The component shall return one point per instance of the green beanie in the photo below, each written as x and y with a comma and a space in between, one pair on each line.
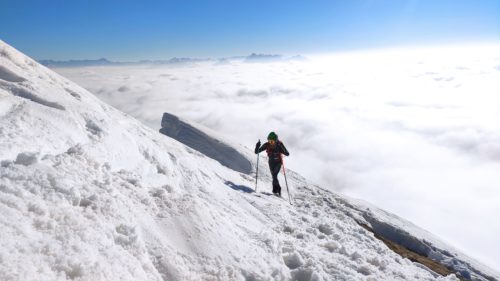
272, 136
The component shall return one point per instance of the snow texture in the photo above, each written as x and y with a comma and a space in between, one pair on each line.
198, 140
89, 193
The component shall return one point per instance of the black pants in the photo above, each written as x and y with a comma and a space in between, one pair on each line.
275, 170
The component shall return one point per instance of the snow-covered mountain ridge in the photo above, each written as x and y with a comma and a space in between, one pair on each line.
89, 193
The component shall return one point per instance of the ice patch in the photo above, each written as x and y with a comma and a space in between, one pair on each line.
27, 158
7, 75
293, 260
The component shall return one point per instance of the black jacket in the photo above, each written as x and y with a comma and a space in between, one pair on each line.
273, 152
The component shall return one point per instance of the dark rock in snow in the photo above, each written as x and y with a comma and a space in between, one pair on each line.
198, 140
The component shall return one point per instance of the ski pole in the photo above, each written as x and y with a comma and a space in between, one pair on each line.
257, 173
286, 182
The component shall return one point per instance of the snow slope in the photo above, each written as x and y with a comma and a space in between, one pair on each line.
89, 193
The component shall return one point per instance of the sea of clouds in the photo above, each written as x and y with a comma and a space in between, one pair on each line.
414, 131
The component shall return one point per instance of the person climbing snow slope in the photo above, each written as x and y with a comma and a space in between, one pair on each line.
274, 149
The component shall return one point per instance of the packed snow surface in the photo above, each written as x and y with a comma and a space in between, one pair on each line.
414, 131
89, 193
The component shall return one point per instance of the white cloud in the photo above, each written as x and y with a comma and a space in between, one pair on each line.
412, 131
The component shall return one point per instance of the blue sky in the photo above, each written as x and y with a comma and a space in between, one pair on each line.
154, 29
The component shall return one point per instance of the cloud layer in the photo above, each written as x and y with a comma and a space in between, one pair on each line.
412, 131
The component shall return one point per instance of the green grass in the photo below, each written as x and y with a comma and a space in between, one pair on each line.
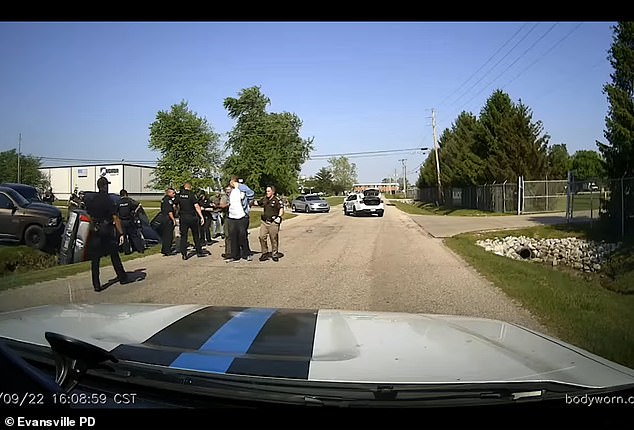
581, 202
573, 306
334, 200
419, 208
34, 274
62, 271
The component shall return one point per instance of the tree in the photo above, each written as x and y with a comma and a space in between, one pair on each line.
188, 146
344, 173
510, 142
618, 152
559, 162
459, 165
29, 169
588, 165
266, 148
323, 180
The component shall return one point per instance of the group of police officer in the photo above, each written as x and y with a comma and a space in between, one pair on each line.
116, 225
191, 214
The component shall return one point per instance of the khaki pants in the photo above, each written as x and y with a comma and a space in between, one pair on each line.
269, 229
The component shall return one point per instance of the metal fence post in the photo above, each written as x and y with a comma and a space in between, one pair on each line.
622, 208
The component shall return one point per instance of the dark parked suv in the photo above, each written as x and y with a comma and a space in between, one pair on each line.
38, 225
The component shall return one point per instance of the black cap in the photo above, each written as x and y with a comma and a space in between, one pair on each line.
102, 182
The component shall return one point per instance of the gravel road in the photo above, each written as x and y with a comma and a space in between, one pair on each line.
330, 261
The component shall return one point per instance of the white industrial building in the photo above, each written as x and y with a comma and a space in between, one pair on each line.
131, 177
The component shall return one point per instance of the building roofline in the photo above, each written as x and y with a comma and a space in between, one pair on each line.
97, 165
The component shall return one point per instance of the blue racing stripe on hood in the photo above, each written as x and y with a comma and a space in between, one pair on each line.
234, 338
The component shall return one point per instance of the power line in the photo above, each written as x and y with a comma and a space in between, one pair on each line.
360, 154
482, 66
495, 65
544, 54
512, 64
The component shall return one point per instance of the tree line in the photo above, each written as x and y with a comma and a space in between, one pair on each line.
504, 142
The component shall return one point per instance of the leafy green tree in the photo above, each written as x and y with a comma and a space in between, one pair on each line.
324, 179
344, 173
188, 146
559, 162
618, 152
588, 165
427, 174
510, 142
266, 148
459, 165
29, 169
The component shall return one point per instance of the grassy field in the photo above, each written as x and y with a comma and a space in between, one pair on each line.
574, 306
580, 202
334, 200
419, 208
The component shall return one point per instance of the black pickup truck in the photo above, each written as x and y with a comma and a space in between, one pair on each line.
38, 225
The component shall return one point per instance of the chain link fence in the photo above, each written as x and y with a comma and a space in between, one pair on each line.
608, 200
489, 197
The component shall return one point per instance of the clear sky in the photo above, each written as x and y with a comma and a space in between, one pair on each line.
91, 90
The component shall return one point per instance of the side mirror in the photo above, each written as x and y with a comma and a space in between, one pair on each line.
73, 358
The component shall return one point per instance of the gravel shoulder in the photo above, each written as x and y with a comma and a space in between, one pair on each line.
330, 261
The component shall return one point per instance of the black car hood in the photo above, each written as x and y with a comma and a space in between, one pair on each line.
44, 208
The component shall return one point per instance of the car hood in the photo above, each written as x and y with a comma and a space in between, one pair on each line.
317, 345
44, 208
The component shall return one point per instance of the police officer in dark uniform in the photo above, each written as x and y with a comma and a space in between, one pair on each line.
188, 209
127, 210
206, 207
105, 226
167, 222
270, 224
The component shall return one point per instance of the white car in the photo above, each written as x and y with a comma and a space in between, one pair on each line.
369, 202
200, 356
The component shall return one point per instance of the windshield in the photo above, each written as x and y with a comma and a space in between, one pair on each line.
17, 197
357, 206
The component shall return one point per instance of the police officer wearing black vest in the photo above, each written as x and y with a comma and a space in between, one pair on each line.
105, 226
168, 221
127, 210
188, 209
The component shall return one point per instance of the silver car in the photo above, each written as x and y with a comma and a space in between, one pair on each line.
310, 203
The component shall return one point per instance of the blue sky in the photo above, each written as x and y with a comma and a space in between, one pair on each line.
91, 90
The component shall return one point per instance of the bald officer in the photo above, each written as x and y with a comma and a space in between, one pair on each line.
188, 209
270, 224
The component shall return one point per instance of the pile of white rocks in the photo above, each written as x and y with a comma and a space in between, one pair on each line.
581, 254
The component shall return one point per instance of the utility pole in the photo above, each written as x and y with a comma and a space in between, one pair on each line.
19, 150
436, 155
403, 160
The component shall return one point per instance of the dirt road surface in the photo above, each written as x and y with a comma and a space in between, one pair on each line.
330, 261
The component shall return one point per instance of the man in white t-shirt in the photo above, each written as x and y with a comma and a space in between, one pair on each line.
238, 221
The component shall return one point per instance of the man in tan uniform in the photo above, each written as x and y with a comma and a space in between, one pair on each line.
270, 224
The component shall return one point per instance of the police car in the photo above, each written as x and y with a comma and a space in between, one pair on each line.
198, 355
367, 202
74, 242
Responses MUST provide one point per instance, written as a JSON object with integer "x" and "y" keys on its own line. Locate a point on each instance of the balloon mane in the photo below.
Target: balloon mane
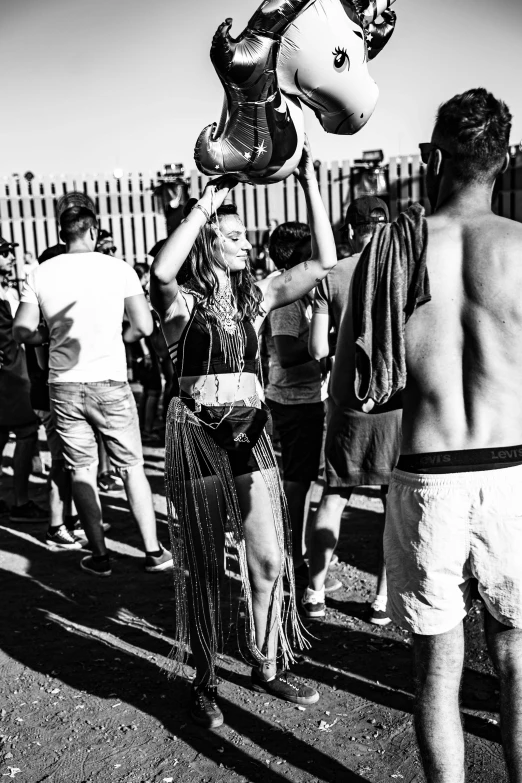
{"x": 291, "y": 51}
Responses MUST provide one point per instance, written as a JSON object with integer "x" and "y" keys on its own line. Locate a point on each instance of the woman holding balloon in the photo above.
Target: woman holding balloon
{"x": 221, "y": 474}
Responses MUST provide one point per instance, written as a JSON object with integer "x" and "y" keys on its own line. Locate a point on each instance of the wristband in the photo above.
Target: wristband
-- -- --
PROBLEM DESCRIPTION: Each entry must be retyped word for word, with every image omitted.

OUTPUT OF THE TASK:
The component shall return one point per instance of the green beanie in the photo below, each written as x and y with a comma and a space in between, one pair on each line.
272, 136
The component shall return one point per instance of the snow texture in the photo above, each written as x and y with a comma and a space in between, one pair on each line.
198, 140
89, 193
The component shall return one point per instance of the black pants in the photo above, each written as x and y with a comma and a space in between, one pair on each line.
275, 170
The component shall return one point per instance of the snow-covered mountain ridge in the photo above, each written as x and y with a comma and a space in between, one pair on each line.
89, 193
The component shall return one point per instance of the ice patch in the photo above, each written as x and y with a comma and a space in between, one pair on each line.
27, 158
7, 75
293, 260
The component shall return one point per instance of the black jacket in the photo above, each written as x and y with a comma and a space in between, one pair on each line.
273, 152
The component shall return one point per instance of the dark rock in snow in the photo above, each written as x and y with a comma and a space in between, one pair on each line.
198, 140
The component shall return one point per instance of the ski pole in the photo above, each written as x and y with a comma and a space in between, one pair on each line.
257, 173
286, 182
The component shall return one point per instance of the snow slope in the photo above, each written as x and y with a comma and a space in between, one pair on each line.
89, 193
The component shall return one point per instance of the sea of clouds in the photo above, each written as x and y with a comma and a space in between, one pair on each line.
414, 131
The component shall return one point per instance of the person climbing snow slope in the photo above, each written as x and y with a comma and a space in between, one pair on each line.
274, 149
The component shall return one point per instance of the packed snow surface in the photo above, each written as x and y with a comma and a space in between, one pair on each line.
414, 131
89, 193
The component shall return one point per instance of the white cloud in the photo above, each written as x and y with a comma and a space in between, one pair on each line.
412, 131
The component shall return one point per instance of the blue sky in the photo above, each written as x and y with a comma and a space in between, one pair on each line.
154, 29
The component shall return one point per instance of the cloud layer in the photo above, each written as x and y with a comma and a space in between, one pair on each line.
412, 131
The component shall return one point per instance of the green grass in the photo below, each written as x and y with a comma and a space in between, one pair on each line.
581, 202
573, 306
334, 200
419, 208
34, 274
62, 271
The component shall return one point per instance of the tree in the photo above, each written as x and y with a comma and a space in between, one pair on each line.
188, 146
344, 173
510, 142
618, 152
559, 162
459, 165
29, 169
588, 165
266, 148
323, 180
The component shall return one point per instance of the group of police officer in the photo above, each written as x and y with a comma and a space in between, one pair on each line.
116, 225
191, 214
The component shall return one point per instance of the khaki pants in the photo above, each written as x and y with a comma and a space in between, one pair on each line.
269, 229
The component shall return one point per instance of the metal fence post in the photo above, each written as x and y with a comma and a space in between, one pair on each line.
622, 208
The component shall return one point per instance of the dark parked suv in the photo above, each written as x and y with a comma and a space in between, one pair on each line.
38, 225
The component shall return one point per instance of the black cap in the photo above, each written as x and y with a comma and a space in between, one pair on each line.
102, 182
The component shall return one point per instance of the gravel road in the photo above, each written as x and y with a comma and a space in between, one pair on each line.
330, 261
The component shall return one point per instance of the white industrial building in the photo above, each written as x and y with a comma and a space in between, one pair on each line.
131, 177
The component shall return one point per instance of the building roofline in the photo above, each written as x and y with a comma and a space in between, one pair on each line.
97, 165
The component shall return one point per instance of the blue racing stripe on hood in the photo above, each written as x and y with a comma and a space in between, one pair on each line.
234, 338
The component shall return one point per instance of the power line in the photo above, each written as x and y with a comma and a space in between, one pair on each line.
360, 154
482, 66
495, 65
544, 54
512, 64
The component shall return one point per instance of the tree line in the photo above, each written as x and y with a comma and a space in between, one pair on each line.
504, 142
The component shall return one point per instance of the leafy green tree in the photo above, each written as x and y with a comma and a space in between, one pair on each line.
324, 179
344, 173
188, 146
559, 162
618, 152
588, 165
427, 174
510, 142
266, 148
459, 165
29, 169
The component shall return one point per instance of the grassy field in the photo above, each written as x and y with a comma and a space in between, one pair on each line.
574, 306
580, 202
334, 200
419, 208
The component shall return one point per instance of the black pickup truck in the photo above, each written as x and y with a comma and a space in between, one pair on each line.
38, 225
The component shall return one point per instance of the chain link fence in the photo above, each written as x and y with a comma and a space in between, one pair on each line.
608, 200
489, 197
The component shall return one point per instance of the clear sky in the photo above, each written as x and y with a comma and a space in between, one pair on each line.
91, 90
The component shall return one point per instance of the side mirror in the photo above, each written as x and y with a comma and a space in between, one pair on each line.
73, 358
The component shall return one point per instance of the gravel shoulder in the photo above, each written as x and y with a comma and a space in between, one pair on each line.
330, 261
The component shall return one point per instance of the black car hood in the photo above, each written as x and y with a comma and a space in between, one pair on each line.
44, 208
The component shall return one point per instance of the car hood in the photo above, each written as x and y with a comma and a space in between, one pair on each line.
317, 345
44, 208
The component shall return one point per instance of the police officer in dark uniform in the photo above, each written as x and y with a comma and a space in between, one pair on each line.
188, 209
127, 210
206, 207
105, 226
167, 222
270, 224
The component shall return one point per instance of the white car in the photo above, each written as x and y with a comma and a space in between, one pair on each line.
369, 202
200, 356
The component shall return one point per instance of the windshield in the photo above, each written as x and y with a comma and a space in between, one pair on each line.
17, 197
357, 206
The component shall return one point per instance of the police officer wearing black vest in the photo above, each written as x and y with a comma and a space in between, one pair on each line.
105, 226
168, 221
127, 210
188, 209
The component shall return one point per instance of the silver car in the photo above, each written as x and y with a comma and a space in between, one pair on each line.
310, 203
The component shall return one point per instance of the blue sky in the photo above, each written as x and y with a comma and a space in between, one pair on each line.
91, 90
The component shall return one point per instance of the bald officer in the photo above, each written as x and y with a comma and a space in between, one pair on each line.
188, 209
270, 224
The component shall return one point per instance of the pile of white rocks in the photo above, each written as x and y with a comma and a space in between, one pair on each line.
581, 254
The component shall return one point per instance of the utility pole in the photo above, each written as x and y with a comma and a space in between, one pair on each line.
19, 150
436, 155
403, 160
The component shall return one point per instance of the dirt road surface in the photo above, each written as x and y with a comma and a space in between, one pair on each line.
330, 261
The component shall return one point per instance of the man in white t-shirt in the photo above, each written as x and y with a comma and a space in between, one pair on each line.
238, 221
The component shall return one point per instance of the man in tan uniform in the photo above, each written as x and y with a comma and a space in between, one pair on each line.
270, 224
The component shall return one point per instance of the police car in the photo above, each written as x and y with a comma and a space in between, one pair on each line.
198, 355
367, 202
74, 242
Responses MUST provide one point per instance, written as a JSON object with integer "x" and "y" keys on its own line. Locate a point on each instance of the balloon mane in the photo below.
Target: balloon mane
{"x": 291, "y": 51}
Responses MUST provide one point per instance, written as a JSON object with integer "x" and "y" keys on its own line. Locate a point on each instance of the woman holding balloon in the photo above.
Target: woman holding balloon
{"x": 221, "y": 474}
Responses MUST provide one point per instance, written as a JSON object with integer "x" and "y" keys on its own line. Locate a point on each instance of the wristband in the photo above.
Target: wristband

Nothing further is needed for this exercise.